This question already has answers here:
How do I return the response from an asynchronous call?
(41 answers)
Closed 4 years ago.
I am trying to understand why promise is not resolved when I am using async and await keywords. Below is the code that I have
var a = 'https://jsonplaceholder.typicode.com/posts';
async function fetchData() {
const response = await fetch(a);
const data = await response.json();
return data;
}
console.log(fetchData());
fetchData function should return actual datas but it always returns a promise object. What am I doing wrong?
I am expect the following output [{userId: 1, name: 'ss'}]after invoking fetchData()
The way async works is that it returns a promise. So what you can do is:
fetchData().then(data => console.log({data}))
And you'll print out your data!
Also, you don't need that line:
const data = await response.json();
because the .json() method is synchronous, and thus there's no need to wait for a promise to be resolved.
So a simpler way to do it would be:
var a = 'https://jsonplaceholder.typicode.com/posts';
async function fetchData() {
const response = await fetch(a);
data = response.json();
// do stuff with data, synchronously
return data;
}
so you want to write code without callbacks, but then what you need is to use fetchData() in an async context, so here's how you can do that:
async function asyncPrint(aPromise) {
console.log(await aPromise);
}
asyncPrint(fetchData);
and if you're evil, you could do:
console.asyncLog = asyncPrint;
so you can run:
console.asyncLog(fetchData());

**Data section:**

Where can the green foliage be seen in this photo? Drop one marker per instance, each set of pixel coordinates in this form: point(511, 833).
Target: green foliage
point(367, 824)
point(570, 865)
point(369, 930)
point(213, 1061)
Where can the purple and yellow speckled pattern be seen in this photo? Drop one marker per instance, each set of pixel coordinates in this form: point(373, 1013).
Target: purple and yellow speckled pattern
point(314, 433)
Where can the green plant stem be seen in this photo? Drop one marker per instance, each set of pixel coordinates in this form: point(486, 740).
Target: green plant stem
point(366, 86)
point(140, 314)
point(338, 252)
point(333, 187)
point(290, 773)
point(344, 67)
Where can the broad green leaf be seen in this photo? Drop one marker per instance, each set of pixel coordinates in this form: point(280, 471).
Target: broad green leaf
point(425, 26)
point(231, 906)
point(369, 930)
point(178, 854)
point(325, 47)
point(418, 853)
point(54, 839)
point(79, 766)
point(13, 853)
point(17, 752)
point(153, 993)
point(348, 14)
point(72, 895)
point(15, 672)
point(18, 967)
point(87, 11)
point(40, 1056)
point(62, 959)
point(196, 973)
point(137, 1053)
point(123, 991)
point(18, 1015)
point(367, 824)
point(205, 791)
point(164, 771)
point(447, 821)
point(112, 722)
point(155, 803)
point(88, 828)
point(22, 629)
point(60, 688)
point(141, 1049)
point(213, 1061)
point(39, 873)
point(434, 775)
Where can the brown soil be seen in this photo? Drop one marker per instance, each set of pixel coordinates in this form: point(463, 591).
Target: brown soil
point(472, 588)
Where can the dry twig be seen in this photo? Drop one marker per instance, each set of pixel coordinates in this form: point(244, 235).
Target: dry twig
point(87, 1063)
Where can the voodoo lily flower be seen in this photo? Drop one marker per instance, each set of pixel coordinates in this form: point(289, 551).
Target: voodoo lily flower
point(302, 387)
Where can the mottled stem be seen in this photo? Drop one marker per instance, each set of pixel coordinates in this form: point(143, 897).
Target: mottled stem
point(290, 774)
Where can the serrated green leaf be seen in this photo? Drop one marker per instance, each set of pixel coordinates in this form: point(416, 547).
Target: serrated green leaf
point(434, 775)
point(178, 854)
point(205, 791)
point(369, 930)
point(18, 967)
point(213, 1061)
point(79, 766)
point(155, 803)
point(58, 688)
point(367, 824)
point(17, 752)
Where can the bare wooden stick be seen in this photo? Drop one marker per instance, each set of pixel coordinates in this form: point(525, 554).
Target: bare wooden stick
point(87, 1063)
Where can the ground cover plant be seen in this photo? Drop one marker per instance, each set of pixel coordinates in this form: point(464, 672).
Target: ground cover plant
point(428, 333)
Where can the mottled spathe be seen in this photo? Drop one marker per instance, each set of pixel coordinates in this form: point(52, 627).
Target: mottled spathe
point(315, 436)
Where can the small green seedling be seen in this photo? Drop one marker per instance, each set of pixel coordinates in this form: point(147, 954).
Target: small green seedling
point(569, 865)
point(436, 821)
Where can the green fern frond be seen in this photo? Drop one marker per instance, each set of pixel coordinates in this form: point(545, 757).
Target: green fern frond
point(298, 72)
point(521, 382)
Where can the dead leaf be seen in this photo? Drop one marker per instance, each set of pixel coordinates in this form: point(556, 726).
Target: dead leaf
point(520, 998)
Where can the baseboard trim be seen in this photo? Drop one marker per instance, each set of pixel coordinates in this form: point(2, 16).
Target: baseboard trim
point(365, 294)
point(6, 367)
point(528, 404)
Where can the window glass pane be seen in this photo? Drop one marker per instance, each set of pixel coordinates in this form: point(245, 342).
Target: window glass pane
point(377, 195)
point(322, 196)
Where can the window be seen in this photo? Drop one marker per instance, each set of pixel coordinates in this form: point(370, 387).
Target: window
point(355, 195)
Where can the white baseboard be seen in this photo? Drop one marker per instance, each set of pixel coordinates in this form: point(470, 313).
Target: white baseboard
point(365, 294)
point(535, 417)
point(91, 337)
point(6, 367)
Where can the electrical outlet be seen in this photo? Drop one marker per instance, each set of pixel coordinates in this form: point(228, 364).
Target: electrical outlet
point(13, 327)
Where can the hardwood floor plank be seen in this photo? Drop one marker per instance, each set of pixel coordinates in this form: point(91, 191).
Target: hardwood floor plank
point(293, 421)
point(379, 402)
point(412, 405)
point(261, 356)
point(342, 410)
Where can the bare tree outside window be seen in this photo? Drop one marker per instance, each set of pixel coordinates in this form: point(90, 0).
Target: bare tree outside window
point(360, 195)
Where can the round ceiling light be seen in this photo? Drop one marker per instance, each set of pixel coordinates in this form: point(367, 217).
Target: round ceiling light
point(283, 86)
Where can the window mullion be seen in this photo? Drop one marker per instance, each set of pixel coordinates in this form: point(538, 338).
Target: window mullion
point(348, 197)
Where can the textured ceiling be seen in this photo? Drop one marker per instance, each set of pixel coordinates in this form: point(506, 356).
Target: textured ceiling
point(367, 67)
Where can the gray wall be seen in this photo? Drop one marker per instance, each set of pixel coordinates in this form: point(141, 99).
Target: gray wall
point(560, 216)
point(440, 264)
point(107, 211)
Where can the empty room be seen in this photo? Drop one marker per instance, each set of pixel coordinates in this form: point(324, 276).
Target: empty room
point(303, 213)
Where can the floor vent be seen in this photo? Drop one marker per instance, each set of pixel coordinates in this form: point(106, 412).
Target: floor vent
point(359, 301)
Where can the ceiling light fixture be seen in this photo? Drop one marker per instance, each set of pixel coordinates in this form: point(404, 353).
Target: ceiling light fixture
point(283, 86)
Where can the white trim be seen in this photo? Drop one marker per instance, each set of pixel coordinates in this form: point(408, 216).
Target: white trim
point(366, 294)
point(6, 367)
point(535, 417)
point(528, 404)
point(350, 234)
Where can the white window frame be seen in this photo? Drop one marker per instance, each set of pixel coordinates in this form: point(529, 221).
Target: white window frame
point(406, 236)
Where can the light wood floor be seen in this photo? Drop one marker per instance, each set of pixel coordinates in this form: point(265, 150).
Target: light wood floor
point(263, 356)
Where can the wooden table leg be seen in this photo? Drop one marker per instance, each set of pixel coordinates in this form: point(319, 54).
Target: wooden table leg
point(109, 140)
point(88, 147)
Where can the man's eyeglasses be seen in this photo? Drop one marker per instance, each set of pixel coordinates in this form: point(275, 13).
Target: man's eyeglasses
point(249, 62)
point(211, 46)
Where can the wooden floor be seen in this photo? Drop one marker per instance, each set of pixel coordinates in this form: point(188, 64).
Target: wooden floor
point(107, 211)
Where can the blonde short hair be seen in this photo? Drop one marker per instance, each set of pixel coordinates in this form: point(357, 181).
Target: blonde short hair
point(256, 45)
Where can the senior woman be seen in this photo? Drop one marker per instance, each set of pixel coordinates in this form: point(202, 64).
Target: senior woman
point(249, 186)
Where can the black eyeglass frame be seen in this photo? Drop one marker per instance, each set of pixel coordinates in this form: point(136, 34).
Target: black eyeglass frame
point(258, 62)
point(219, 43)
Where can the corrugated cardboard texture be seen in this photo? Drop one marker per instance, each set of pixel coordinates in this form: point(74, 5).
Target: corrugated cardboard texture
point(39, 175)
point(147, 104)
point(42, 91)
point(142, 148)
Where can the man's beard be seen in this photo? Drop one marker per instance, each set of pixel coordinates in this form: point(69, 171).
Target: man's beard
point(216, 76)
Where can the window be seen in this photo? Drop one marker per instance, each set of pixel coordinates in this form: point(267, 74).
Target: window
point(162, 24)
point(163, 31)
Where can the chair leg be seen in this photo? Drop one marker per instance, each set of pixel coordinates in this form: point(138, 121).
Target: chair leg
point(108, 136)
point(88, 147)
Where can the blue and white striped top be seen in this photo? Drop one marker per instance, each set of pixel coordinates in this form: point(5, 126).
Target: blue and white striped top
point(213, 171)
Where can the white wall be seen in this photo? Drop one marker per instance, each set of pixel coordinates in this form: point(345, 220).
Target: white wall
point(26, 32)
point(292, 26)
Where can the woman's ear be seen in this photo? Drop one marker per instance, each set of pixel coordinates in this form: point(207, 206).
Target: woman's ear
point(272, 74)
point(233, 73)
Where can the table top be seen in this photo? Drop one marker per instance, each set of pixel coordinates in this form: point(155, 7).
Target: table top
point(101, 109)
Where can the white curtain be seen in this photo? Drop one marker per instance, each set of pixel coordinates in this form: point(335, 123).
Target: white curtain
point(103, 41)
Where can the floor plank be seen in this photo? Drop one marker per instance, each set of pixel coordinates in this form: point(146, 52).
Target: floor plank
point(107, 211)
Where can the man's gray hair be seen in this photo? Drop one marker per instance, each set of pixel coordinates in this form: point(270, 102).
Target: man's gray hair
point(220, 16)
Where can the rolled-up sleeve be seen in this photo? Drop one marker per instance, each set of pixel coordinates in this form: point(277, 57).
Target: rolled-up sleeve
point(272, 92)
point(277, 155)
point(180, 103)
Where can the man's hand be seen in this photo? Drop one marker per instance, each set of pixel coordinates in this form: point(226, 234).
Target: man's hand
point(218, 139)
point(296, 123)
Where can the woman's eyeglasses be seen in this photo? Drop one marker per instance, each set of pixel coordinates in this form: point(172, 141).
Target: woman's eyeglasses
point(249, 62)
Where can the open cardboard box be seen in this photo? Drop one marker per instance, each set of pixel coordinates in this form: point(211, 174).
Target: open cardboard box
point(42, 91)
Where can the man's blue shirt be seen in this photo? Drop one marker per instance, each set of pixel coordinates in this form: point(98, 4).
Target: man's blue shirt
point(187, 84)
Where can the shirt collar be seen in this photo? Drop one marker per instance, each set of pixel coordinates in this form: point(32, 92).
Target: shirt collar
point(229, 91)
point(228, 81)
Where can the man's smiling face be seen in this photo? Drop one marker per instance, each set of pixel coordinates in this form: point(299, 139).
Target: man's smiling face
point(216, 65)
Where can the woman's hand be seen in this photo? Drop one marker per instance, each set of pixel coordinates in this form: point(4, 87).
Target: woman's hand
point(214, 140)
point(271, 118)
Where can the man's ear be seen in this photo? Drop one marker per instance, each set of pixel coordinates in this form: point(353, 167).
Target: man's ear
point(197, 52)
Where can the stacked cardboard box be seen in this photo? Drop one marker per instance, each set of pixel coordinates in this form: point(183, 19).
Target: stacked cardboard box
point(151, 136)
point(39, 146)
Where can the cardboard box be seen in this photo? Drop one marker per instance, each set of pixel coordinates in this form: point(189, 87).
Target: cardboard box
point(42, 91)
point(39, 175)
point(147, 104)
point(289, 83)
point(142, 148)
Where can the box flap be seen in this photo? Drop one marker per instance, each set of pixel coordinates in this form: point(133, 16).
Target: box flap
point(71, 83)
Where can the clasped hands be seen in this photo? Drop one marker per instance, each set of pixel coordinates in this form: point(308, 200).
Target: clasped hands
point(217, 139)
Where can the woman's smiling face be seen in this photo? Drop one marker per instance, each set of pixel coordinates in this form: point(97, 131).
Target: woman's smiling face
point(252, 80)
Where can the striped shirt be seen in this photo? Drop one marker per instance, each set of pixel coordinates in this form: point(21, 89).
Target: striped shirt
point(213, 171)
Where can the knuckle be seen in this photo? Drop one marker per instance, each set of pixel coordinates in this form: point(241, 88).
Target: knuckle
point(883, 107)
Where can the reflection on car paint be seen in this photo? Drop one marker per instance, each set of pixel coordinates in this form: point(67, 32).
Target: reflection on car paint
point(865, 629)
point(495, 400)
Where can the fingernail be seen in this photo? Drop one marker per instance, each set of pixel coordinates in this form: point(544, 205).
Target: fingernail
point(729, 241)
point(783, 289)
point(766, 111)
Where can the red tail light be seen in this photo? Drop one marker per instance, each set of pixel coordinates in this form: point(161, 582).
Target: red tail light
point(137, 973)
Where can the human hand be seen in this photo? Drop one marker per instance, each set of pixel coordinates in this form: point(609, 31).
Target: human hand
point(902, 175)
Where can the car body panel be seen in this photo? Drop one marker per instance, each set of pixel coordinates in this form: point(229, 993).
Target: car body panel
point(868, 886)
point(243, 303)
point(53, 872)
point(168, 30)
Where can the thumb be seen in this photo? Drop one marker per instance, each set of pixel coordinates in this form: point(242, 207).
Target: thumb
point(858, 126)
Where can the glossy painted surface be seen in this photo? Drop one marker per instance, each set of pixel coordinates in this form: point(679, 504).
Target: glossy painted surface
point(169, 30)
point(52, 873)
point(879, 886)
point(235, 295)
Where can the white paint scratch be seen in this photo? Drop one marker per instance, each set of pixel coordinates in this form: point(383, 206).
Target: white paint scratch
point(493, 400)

**What the task requires:** In the forum thread, what does the asker say fetchData returns every time instead of the actual data?

**Exercise result:** A promise object.